PAGE EXTRACT:
= Polyna Savridi =

American opera singer (died 1980)

Polyna Savridi (died October 1, 1980) was an American operatic soprano and voice teacher. As a singer she was primarily active on the international stage during the 1960s, and only performed infrequently afterwards. She taught briefly on the voice faculties of Columbia University and the Jacobs School of Music during the early 1960s before settling at the University of Calgary where she was a professor of voice from 1963 until her death from cancer seventeen years later. She is best remembered for her recordings of Greek folk songs for Concord Records and as a winner of the Metropolitan Opera National Council Auditions.

==Life and career==
Born in New York City and raised in Athens, Greece, and Boston, Massachusetts, Savridi earned a Bachelor of Music degree from the Longy School of Music in 1959 and later pursued graduate studies at the State Conservatory of Thessaloniki in Greece. In 1960 she won the Metropolitan Opera National Council Auditions. In 1961 she released her first recording, Polyna Savridi Sings of Greece, with Concord Records.

In 1960 Savridi won a McBride Scholarship, which enabled her to study singing in Italy. While there, she won two singing competitions and made her professional opera debut in 1961 as Mimì to Luciano Pavarotti's Rodolfo in La bohème at the Teatro Comunale Modena. In 1963 she performed the role of Giunone in Monteverdi's Il ritorno d'Ulisse in patria at the Teatro San Cassiano. She recorded the work that year for Turnabout/Vox Records. She was also a principal artist with the Bavarian State Opera and Theater Augsburg in Germany during the 1960s.

In 1965/66 Savridi went on a national tour with the Metropolitan Opera National Company, performing the title role in Puccini's Madama Butterfly, including performances at the John F. Kennedy Center for the Performing Arts, the Seattle Opera, and the Palacio de Bellas Artes in Mexico City. In 1971 she was the soprano soloist Joseph Haydn's Missa in angustiis with the Calgary Festival Chorus and conductor John Searchfield. In 1977 she portrayed Donna Elvira in Calgary Opera's production of Mozart's Don Giovanni with John Reardon in the title role.

DATA SECTION:
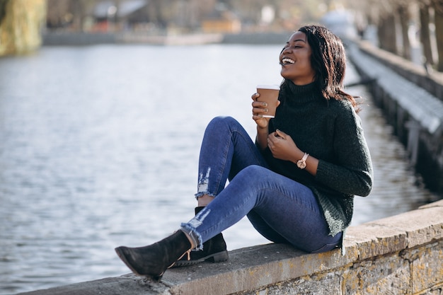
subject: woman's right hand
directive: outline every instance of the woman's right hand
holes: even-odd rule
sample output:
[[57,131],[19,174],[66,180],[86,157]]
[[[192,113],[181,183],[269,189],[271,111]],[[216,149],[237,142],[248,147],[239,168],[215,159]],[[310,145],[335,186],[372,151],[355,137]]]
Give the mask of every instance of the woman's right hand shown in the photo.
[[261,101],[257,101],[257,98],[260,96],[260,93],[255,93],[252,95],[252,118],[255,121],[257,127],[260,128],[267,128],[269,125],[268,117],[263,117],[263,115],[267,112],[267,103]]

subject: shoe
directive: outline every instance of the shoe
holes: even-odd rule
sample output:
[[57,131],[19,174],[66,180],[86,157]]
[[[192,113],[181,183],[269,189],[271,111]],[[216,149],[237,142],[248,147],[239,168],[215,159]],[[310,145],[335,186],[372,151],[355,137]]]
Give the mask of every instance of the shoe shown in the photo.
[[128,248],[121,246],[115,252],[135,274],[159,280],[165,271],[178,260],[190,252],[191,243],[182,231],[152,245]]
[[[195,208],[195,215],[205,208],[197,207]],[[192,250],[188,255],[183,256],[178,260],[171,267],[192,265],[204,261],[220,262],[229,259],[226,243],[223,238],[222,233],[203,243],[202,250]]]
---
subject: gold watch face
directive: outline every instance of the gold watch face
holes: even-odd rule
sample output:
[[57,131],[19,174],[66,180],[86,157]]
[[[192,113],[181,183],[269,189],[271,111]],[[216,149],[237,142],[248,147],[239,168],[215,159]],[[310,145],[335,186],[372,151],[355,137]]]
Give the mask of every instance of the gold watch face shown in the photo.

TASKS TO COMPLETE:
1. According to the Polyna Savridi article, in what year did she win the Metropolitan Opera National Council Auditions?
2. Write out the passage of the Polyna Savridi article starting at "In 1960 Savridi" and ending at "during the 1960s.", word for word.
3. Name every composer mentioned in the Polyna Savridi article.
You can ignore the entries for this work.

YOUR RESPONSES:
1. 1960

2.
In 1960 Savridi won a McBride Scholarship, which enabled her to study singing in Italy. While there, she won two singing competitions and made her professional opera debut in 1961 as Mimì to Luciano Pavarotti's Rodolfo in La bohème at the Teatro Comunale Modena. In 1963 she performed the role of Giunone in Monteverdi's Il ritorno d'Ulisse in patria at the Teatro San Cassiano. She recorded the work that year for Turnabout/Vox Records. She was also a principal artist with the Bavarian State Opera and Theater Augsburg in Germany during the 1960s.

3. Monteverdi, Puccini, Joseph Haydn, Mozart